RECORDS SHOWN:

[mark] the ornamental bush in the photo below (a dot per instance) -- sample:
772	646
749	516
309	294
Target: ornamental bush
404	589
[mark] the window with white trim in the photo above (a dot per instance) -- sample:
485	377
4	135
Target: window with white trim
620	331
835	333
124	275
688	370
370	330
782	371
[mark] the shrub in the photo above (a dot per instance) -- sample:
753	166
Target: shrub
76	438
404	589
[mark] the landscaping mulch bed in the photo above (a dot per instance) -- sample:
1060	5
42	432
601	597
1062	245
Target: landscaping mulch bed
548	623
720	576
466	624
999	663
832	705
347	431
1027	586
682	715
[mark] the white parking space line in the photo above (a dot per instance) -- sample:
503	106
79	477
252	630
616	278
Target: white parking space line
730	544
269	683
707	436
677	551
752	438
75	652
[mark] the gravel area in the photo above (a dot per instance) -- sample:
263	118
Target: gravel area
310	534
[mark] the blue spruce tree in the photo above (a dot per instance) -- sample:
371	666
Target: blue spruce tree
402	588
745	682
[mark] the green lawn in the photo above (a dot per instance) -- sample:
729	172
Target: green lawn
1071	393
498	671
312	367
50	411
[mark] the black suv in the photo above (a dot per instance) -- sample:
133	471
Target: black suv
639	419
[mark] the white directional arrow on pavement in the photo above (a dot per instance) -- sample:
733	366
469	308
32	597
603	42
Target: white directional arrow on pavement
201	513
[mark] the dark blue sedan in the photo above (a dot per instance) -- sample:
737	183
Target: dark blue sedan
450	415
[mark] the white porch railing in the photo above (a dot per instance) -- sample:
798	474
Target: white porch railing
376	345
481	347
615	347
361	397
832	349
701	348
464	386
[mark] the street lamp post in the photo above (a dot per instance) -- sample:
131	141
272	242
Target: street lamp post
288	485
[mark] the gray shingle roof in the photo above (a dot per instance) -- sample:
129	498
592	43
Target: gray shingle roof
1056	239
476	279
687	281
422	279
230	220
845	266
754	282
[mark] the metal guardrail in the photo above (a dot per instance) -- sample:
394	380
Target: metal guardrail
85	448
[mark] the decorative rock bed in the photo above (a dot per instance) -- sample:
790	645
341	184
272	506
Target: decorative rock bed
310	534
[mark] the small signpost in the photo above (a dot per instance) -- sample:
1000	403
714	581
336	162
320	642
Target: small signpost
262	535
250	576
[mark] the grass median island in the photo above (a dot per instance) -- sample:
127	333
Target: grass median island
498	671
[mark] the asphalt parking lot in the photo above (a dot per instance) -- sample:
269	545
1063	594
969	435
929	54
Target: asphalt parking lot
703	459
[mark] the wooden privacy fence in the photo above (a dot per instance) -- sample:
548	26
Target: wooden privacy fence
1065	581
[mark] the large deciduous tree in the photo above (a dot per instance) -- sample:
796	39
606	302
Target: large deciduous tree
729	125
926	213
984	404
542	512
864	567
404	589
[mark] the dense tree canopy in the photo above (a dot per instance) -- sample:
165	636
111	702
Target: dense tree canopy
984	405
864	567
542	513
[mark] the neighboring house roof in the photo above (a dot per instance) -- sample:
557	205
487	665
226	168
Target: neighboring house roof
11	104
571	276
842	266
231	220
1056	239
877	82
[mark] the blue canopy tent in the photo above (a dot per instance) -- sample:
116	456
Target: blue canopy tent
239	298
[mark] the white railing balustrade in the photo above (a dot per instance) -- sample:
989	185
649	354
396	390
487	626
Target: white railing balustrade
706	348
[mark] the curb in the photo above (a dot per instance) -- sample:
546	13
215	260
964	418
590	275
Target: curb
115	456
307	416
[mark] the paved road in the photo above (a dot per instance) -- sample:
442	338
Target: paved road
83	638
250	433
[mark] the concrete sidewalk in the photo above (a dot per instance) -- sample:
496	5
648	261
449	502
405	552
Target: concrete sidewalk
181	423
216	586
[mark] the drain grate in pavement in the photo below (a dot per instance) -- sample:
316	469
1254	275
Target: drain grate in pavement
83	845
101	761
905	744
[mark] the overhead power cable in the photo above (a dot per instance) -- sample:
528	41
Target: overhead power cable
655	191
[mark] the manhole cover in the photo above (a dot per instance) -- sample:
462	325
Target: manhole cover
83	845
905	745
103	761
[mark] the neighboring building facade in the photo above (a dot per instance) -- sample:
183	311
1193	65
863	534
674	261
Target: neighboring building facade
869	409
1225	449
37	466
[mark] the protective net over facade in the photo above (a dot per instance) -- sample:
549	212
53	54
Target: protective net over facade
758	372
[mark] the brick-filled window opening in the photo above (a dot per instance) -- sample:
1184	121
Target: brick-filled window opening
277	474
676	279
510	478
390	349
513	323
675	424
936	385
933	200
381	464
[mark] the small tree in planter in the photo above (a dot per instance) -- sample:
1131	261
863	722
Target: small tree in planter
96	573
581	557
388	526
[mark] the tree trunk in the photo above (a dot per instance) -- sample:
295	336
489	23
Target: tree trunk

AIM: Write out every line of the records exactly.

OUTPUT OF THE TASK:
[mark] the ornamental bush in the photo below (a dot per instance) -- sample:
772	646
749	516
309	294
Target: ornamental bush
404	589
[mark] the window with white trim in the photo above (a dot per instance) -- sample:
485	377
4	135
Target: window with white trim
620	331
835	333
124	275
688	370
370	330
782	371
[mark] the shrub in the photo above (a dot per instance) -- sample:
753	166
Target: shrub
76	438
404	589
[mark] the landscaping mulch bed in the photo above (a dot per instance) -- sample:
1060	5
42	432
601	597
1062	245
Target: landscaping mulch bed
548	623
720	576
466	624
999	663
832	705
347	431
1027	586
682	715
[mark] the white parking space line in the photo above (a dot per instance) -- sample:
503	106
79	477
252	630
616	278
Target: white parking space line
730	544
269	683
707	436
677	551
752	438
75	652
[mark] the gravel area in the photo above (a dot per instance) -- sample:
263	118
Target: gravel area
310	534
[mark] the blue spruce tree in the photo above (a dot per instance) -- sample:
371	666
Target: blue spruce tree
402	588
745	682
[mark] the green lawn in the photo above (a dot per instance) -- sample:
729	172
Target: green lawn
1071	393
498	671
312	367
50	411
[mark] the black suv in the photo above (a dot per instance) -- sample:
133	471
Target: black suv
639	419
[mark] the white directional arrow on pavement in the photo above (a dot per instance) -- sample:
733	366
469	308
32	597
603	42
Target: white directional arrow on pavement
201	513
[mark] the dark blue sedan in the photo above (a dot per instance) -- sample:
737	183
Target: dark blue sedan
450	415
[mark] the white porch railing in the photo above (a dot per instance) -- sample:
798	474
Target: white porch railing
376	345
481	347
615	347
361	397
832	349
701	348
464	386
[mark] the street lamp post in the photo above (a dot per instance) -- sample:
131	141
272	242
Target: street lamp post
288	485
[mark] the gray shingle roof in the photo above (a dot per instance) -- sample:
129	498
592	43
Target: gray shingle roof
1056	239
476	279
687	281
422	279
230	220
845	266
754	282
[mark] the metal guardrail in the photo above (a dot per instance) -- sample:
394	380
Target: metal guardrail
85	448
[mark] the decorative rock bed in the photo above (a dot per instance) -- sample:
790	645
341	184
272	506
Target: decorative rock bed
310	534
[mark] the small signpost in the photo above (a dot per instance) -- sample:
1000	403
714	581
336	162
320	642
Target: small signpost
262	535
250	576
[mark] the grass median island in the photo above (a dot per instance) -- sample:
127	333
Target: grass median island
498	671
[mark] the asphalt parking lot in the photo above (a dot per instance) -- sample:
269	545
1063	594
969	435
929	54
Target: asphalt parking lot
703	459
[mark] the wooden privacy fence in the photo above (a dot per instance) -- sample:
548	26
Target: wooden privacy fence
1065	581
[mark] the large deciduous tree in the photo above (a dot per instance) -- sample:
796	39
606	302
Target: large deciduous tree
729	125
926	213
984	404
542	512
864	567
404	589
[mark] the dense tree canopy in the photo above (a dot per instance) -- sample:
165	636
111	702
Target: dense tree canopy
984	405
864	567
542	513
[mark] the neighboring house roof in the photo above (a dot per instance) -- sample:
557	205
487	665
226	168
Target: neighboring house roof
11	104
571	276
842	266
231	220
1056	239
877	82
[mark] the blue canopy tent in the photo above (a dot per instance) -- sample:
116	456
Target: blue canopy tent
239	298
[mark] the white railing balustrade in the photo above (a dot per instance) -- sample:
989	185
649	354
396	390
487	626
Target: white railing balustrade
706	348
[mark] the curb in the photo above (a dot per instance) -- sample:
546	13
215	260
964	418
590	275
Target: curb
115	456
307	416
[mark] the paved road in the photo above (a dot per instance) -- sample:
442	338
Target: paved road
83	638
250	433
[mark] the concrete sidewalk in the photo above (a dot per instance) -- sample:
496	5
648	261
449	502
405	552
Target: concrete sidewalk
181	423
216	586
[mark] the drain grate in pavement in the photo below (a dot per instance) -- sample:
316	469
1254	275
Target: drain grate in pavement
83	845
101	761
905	744
[mark] the overhead power cable in the photo above (a dot per instance) -- sample:
528	41
Target: overhead power cable
655	191
[mark] the manhole cover in the photo above (a dot per instance) -- sample:
462	325
Target: manhole cover
83	845
905	745
103	761
[mark] the neighboring building facade in the photo above (a dot per instance) -- sample:
183	311
1193	65
863	534
674	261
Target: neighboring building facade
869	409
1225	449
37	466
[mark] the protective net over facade in the photo above (a dot per instance) -- sample:
549	212
53	54
Target: protective net over facade
758	372
[mark] the brick-filled window opening in the photo above (a dot per instance) -- sample:
1184	121
Target: brick-filled window opening
277	474
676	279
510	478
390	349
513	323
675	424
936	385
933	200
381	464
[mark] the small tree in planter in the photo above (a dot per instance) -- sample:
1131	261
863	722
Target: small tree in planter
96	573
581	557
388	526
[mark] the tree trunk in the photo above (a dot per instance) -- sample:
295	336
489	23
Target: tree trunk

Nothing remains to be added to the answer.